**Activity**
Word for word, please restate the line containing "Target: dark wet mud" and all the lines that follow it to the end of the data.

Items from a data source
------------------------------------------------------------
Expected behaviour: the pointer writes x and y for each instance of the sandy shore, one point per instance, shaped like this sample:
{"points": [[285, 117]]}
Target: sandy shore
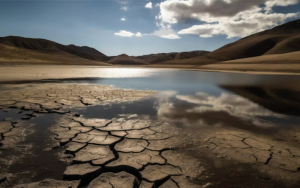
{"points": [[18, 73]]}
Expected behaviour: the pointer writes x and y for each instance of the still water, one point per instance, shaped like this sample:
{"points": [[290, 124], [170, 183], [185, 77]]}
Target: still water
{"points": [[242, 100]]}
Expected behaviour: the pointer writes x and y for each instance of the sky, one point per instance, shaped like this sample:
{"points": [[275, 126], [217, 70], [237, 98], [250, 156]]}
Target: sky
{"points": [[139, 27]]}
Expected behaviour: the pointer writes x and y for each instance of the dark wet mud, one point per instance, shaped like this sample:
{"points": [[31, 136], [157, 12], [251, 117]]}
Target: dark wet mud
{"points": [[83, 135]]}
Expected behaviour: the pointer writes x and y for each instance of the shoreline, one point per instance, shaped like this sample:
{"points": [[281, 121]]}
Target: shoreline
{"points": [[36, 73]]}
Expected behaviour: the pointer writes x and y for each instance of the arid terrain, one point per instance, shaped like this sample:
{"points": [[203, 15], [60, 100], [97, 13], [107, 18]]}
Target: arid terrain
{"points": [[73, 135], [274, 50]]}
------------------------------------------------------------
**Exercise answer**
Target: dark wet mud
{"points": [[83, 135]]}
Expected behaviour: the pointer writes x and y for each instance of the shoreline, one point per instance, shaped like this sample:
{"points": [[281, 121]]}
Target: shoreline
{"points": [[36, 73]]}
Expected behaviour: the pointer writes x and y for each instance of the arid terrain, one point per instance, shaped like this sample:
{"points": [[203, 15], [60, 100], [97, 13], [107, 18]]}
Target: arid terrain
{"points": [[73, 135], [274, 50]]}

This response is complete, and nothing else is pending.